*** Opening of Passage to read ***

The phrase "dark night of the soul" comes from the Spanish mystic and poet John of the Cross (15411597). John was a member of the Christian religious order of Carmelites and, along with St. Teresa of Avila, tried to reform that order. Many in the order were so against reform that they imprisoned John for eight months, during which he wrote a series of remarkable poems. His later writing is chiefly commentary on those poems, one of them entitled "Dark Night of the Soul."

John writes about the night of the senses and the night of the spirit. The first phase is a purifying of intention and motivation, the second a process of living by radical faith and trust. John's work is used especially by those who devote themselves seriously to cultivating a spiritual life through community, meditation, and various forms of service. Less technically, the term sometimes refers to depression or to bleak and trying periods in a person's life.

In my use of the phrase, I fall somewhere in between. I see a dark night of the soul as a period of transformation. It is more like a stage in alchemy than an obstacle to happiness. Usually it lasts a while – you wouldn't call a day's worry a dark night of the soul. It doesn't always end happily with some new personal discovery. In fact, we will see several examples of people who committed suicide or succumbed to illness. To appreciate these episodes as transformations in the soul, you can't judge them by any simple, external measure. You have to look deep and close, understanding that you can make significant gains by going through a challenge, and yet it's not always obvious how you benefited from the darkness. Sometimes a dark night makes sense because of what it contributes to others, not what it does for you.

*** Close of Passage to read ***

> Apply what you read:
a. Transcribe the passage on the dark night of the soul, starting at "In my use of" and ending at "does for you.".
b. Write the next part of the passage on the dark night of the soul, picking up after its final sentence.

*** Opening of Given entries ***

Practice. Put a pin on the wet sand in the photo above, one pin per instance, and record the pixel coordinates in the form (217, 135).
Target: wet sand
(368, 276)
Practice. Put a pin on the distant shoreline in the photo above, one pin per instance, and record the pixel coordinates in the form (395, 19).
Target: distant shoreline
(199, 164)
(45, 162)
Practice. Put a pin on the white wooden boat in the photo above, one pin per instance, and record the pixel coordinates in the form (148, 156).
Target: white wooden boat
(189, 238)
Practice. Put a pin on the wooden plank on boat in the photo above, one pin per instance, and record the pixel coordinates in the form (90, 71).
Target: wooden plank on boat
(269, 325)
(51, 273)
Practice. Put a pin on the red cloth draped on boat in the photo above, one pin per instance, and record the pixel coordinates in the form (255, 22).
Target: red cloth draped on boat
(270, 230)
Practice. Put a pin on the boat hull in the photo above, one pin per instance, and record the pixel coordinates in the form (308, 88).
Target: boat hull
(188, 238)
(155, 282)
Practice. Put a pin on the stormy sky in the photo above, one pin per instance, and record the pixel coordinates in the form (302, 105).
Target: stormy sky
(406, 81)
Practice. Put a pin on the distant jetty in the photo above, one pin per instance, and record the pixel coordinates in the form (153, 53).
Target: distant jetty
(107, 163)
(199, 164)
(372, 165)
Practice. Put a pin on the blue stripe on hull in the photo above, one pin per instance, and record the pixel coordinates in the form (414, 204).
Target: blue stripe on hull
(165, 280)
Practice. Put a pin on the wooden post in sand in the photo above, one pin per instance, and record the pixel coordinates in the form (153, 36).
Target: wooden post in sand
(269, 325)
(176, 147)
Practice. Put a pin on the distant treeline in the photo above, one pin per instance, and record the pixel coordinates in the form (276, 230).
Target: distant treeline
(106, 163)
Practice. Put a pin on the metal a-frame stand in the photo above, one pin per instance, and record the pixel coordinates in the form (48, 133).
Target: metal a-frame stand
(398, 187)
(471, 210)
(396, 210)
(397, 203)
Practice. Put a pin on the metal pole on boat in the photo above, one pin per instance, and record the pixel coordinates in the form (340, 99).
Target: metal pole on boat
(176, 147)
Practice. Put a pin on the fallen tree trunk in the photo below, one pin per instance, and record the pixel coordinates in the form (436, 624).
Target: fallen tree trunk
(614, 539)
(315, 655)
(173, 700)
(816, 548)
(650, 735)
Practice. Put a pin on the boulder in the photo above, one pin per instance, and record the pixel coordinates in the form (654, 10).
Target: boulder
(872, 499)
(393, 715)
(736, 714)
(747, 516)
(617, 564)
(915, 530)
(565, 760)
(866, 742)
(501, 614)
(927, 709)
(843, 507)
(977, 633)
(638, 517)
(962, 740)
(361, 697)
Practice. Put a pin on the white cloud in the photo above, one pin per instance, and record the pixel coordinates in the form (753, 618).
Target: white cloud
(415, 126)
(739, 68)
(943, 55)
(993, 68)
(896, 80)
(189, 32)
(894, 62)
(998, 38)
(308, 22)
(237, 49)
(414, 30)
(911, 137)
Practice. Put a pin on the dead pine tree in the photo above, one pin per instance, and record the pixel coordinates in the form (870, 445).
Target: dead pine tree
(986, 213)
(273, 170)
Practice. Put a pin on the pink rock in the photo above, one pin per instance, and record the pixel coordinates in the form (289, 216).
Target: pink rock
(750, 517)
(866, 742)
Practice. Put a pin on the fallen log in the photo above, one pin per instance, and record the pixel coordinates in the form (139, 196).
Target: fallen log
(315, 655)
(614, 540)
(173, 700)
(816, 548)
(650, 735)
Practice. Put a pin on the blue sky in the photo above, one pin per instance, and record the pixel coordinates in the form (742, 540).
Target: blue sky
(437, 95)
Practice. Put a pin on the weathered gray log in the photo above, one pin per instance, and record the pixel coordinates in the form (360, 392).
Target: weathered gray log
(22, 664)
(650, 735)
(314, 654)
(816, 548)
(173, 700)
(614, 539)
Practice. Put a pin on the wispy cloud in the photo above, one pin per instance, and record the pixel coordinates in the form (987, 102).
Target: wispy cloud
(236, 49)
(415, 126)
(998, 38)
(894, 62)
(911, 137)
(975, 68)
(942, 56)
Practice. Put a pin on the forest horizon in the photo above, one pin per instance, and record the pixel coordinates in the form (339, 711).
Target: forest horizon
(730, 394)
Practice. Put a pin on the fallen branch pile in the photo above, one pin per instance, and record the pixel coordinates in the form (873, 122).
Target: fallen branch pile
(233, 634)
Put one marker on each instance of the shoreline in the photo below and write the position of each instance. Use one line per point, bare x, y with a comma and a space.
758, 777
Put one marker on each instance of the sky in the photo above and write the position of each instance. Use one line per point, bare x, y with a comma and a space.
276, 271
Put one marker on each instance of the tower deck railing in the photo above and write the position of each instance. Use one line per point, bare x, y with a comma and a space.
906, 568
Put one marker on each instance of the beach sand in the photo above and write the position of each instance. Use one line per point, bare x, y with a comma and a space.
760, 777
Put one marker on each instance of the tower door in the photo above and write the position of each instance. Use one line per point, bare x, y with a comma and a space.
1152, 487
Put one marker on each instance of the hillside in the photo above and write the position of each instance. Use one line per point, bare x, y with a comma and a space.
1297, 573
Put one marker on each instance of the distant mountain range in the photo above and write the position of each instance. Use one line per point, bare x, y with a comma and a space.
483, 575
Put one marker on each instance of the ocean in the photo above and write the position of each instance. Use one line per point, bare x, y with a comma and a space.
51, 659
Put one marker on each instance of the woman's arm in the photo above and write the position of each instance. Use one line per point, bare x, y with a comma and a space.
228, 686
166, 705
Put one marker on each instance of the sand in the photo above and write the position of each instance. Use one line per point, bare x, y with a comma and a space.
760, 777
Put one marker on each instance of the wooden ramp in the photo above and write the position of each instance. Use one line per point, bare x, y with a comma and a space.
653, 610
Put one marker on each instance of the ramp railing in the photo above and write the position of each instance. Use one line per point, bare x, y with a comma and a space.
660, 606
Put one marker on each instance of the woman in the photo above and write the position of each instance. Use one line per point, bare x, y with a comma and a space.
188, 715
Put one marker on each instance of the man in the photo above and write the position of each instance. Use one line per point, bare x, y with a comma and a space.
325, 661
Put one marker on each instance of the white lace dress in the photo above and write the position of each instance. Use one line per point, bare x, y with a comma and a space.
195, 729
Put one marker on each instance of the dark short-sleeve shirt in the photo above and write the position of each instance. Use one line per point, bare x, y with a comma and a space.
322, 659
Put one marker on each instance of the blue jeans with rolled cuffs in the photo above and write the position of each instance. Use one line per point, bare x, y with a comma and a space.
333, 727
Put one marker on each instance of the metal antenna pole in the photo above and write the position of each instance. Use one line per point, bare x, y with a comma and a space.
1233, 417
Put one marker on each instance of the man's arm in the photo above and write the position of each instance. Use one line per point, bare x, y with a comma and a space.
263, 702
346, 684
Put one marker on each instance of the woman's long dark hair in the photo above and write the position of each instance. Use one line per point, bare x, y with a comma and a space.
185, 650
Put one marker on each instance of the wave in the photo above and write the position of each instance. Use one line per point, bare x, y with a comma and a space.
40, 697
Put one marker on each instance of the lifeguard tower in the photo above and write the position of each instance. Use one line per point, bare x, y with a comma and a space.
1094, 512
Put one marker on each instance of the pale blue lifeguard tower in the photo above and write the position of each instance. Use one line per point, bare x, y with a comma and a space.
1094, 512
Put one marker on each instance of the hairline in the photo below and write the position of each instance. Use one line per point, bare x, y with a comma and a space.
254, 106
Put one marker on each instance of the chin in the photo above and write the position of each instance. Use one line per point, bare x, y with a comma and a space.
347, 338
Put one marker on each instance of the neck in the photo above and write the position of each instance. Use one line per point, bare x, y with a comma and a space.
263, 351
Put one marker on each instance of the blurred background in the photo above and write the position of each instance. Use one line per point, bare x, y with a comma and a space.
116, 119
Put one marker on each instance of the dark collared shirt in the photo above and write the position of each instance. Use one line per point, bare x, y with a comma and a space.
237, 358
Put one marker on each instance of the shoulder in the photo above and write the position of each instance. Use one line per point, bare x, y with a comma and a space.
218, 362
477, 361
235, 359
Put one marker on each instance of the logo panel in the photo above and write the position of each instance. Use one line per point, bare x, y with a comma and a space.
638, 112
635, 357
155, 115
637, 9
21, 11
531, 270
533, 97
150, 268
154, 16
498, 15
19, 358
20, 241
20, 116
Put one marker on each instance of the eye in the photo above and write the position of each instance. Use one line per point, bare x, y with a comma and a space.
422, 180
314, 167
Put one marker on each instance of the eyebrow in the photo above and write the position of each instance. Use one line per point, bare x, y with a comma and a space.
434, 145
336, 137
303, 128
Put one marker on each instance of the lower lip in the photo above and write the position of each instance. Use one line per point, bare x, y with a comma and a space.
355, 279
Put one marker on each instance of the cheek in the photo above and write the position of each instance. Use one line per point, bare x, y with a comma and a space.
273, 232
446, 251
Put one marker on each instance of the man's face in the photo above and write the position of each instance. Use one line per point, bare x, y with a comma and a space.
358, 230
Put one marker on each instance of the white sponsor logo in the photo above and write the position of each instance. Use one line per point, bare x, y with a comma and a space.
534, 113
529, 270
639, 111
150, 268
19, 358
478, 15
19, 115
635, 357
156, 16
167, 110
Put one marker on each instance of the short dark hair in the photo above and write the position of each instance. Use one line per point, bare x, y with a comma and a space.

*** Close of Given entries ***

> Responses:
a.
In my use of the phrase, I fall somewhere in between. I see a dark night of the soul as a period of transformation. It is more like a stage in alchemy than an obstacle to happiness. Usually it lasts a while – you wouldn't call a day's worry a dark night of the soul. It doesn't always end happily with some new personal discovery. In fact, we will see several examples of people who committed suicide or succumbed to illness. To appreciate these episodes as transformations in the soul, you can't judge them by any simple, external measure. You have to look deep and close, understanding that you can make significant gains by going through a challenge, and yet it's not always obvious how you benefited from the darkness. Sometimes a dark night makes sense because of what it contributes to others, not what it does for you.

b.
I am always slow to label difficult emotions as sick. Usually I would rather see them as trials that make you more of a person. I keep in mind the many men and women of the past I admire, who were complicated, who were neither whole nor healthy. You will find many such people described in this book and held up as models, even though their imperfections and failures showed luminously in their lives. In general, I place a higher value on soulfulness than on health and propriety.

One chapter of my book Care of the Soul in particular made an impression on many readers – "Gifts of Depression." I have learned from many sources – ancient medical books, thoughtful artists and writers, and the work of C. G. Jung and James Hillman – to value visitations of melancholy and sadness. I tried to be specific about the rewards that can come from depressive moods. As overwhelming and distressing as it is, what we call depression is, after all, a human experience, tied to all the other meaningful events in your life. You do a disservice to yourself when you treat your feelings of despair and emptiness as deviations from the normal and healthy life you idealize. The dark times, too, like enlightenments and achievements, leave their mark and make you a person of insight and compassion.

This book begins with some strong images from ancient ritual and religion. People of the far distant past knew secrets to dealing with trying times that have been forgotten; the image of the night sea journey, the notion of catharsis, rituals to help with life's passages, and a moon spirit with rather unholy but helpful blessings. Then we look at intelligence and love, how to think and how to be connected, as important lessons to learn from a dark night. Finally, we consider various aspects of ordinary life in which a dark night of the soul might well appear: in attempts to be creative and our need for beauty, in anger and in those times when we "lose it"; in illness and in old age. Each of these experiences might spawn a special kind of dark night.